Il mio pensiero di oggi è rivolto alle persone rinchiuse: gli anziani non deambulanti, le persone con disabilità, gli ammalati che soffrono nei letti di ospedale, i detenuti ammassati in celle superaffollate, con poca acqua e poca aria, spesso in compagnia solo della loro pena.
Desidero rivolgere un pensiero anche alle persone sole anche se non sono rinchiuse, a quelle che vivono immerse nei ricordi, nei rimpianti, nei rimorsi o nelle gioie, se ne hanno avute, perché hanno un passato ma non riescono ad avere un presente.
Per queste persone il mio augurio è più intenso e sentito, poiché loro non possono colmare la malinconia che ne logora l’esistenza con un tuffo in mare, una fetta di anguria fresca, consumata con gli amici, o una passeggiata in montagna, né con una granita gustata nel bar sotto casa.

********

> [Compiti assegnati]
1. Nel testo estratto, trascrivi alla lettera il passo che va da "Desidero rivolgere un" a "avere un presente.".
2. Seleziona dalle voci ogni riga che contiene la stringa "chairlift", distinguendo tra maiuscole e minuscole.
Le voci non hanno alcun rapporto con il testo estratto.

> [Materiale mostrato]
********

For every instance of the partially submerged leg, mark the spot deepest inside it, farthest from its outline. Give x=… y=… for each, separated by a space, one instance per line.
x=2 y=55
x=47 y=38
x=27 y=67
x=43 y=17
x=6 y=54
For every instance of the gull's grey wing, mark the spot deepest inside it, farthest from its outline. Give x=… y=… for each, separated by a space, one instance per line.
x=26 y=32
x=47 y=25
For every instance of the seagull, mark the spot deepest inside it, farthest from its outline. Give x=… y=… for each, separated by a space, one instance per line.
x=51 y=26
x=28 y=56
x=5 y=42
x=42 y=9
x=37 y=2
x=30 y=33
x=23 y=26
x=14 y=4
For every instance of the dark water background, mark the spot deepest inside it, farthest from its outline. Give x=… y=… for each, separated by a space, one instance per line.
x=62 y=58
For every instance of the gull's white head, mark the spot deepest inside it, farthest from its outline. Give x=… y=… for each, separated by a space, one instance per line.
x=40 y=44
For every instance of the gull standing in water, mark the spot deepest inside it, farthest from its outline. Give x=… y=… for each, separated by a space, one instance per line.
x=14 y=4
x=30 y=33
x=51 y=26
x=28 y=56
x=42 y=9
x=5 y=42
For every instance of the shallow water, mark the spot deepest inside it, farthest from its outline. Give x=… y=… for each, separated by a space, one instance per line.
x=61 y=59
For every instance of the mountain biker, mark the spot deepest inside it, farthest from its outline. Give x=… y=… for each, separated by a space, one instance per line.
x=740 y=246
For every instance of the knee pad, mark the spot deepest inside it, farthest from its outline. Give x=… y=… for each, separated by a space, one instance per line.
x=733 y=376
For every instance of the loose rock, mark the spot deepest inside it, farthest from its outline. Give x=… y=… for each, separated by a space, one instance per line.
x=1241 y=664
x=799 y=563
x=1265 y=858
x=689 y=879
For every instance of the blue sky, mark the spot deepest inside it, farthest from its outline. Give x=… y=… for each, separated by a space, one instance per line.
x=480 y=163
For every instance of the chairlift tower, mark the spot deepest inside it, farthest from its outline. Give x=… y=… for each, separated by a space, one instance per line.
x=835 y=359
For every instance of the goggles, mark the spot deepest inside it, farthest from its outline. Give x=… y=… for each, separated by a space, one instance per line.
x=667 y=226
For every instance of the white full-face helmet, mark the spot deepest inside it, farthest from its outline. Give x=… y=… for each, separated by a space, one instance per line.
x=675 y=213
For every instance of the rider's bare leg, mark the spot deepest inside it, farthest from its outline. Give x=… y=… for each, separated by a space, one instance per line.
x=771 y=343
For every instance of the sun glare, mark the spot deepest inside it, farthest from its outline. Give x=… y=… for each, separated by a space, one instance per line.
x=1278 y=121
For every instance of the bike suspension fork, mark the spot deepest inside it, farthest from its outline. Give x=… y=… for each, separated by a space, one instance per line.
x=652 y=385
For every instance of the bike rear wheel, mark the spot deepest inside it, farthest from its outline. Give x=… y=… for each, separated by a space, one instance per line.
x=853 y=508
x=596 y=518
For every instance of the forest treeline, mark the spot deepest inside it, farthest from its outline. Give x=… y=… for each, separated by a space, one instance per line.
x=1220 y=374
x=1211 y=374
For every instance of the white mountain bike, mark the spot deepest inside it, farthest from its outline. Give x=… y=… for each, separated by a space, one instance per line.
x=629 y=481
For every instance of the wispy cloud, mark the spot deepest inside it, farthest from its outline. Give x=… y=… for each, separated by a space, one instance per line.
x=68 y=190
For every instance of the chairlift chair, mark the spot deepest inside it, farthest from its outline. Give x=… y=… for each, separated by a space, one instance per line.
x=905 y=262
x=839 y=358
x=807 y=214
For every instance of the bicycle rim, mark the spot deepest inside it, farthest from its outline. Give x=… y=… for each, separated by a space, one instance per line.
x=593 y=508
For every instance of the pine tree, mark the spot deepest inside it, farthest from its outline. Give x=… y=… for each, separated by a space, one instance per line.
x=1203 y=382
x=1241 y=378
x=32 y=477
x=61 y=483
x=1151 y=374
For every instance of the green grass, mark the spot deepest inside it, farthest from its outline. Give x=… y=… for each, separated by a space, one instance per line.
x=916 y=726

********

> [Risposte ai compiti]
1.
Desidero rivolgere un pensiero anche alle persone sole anche se non sono rinchiuse, a quelle che vivono immerse nei ricordi, nei rimpianti, nei rimorsi o nelle gioie, se ne hanno avute, perché hanno un passato ma non riescono ad avere un presente.

2.
For every instance of the chairlift tower, mark the spot deepest inside it, farthest from its outline. Give x=… y=… for each, separated by a space, one instance per line.
For every instance of the chairlift chair, mark the spot deepest inside it, farthest from its outline. Give x=… y=… for each, separated by a space, one instance per line.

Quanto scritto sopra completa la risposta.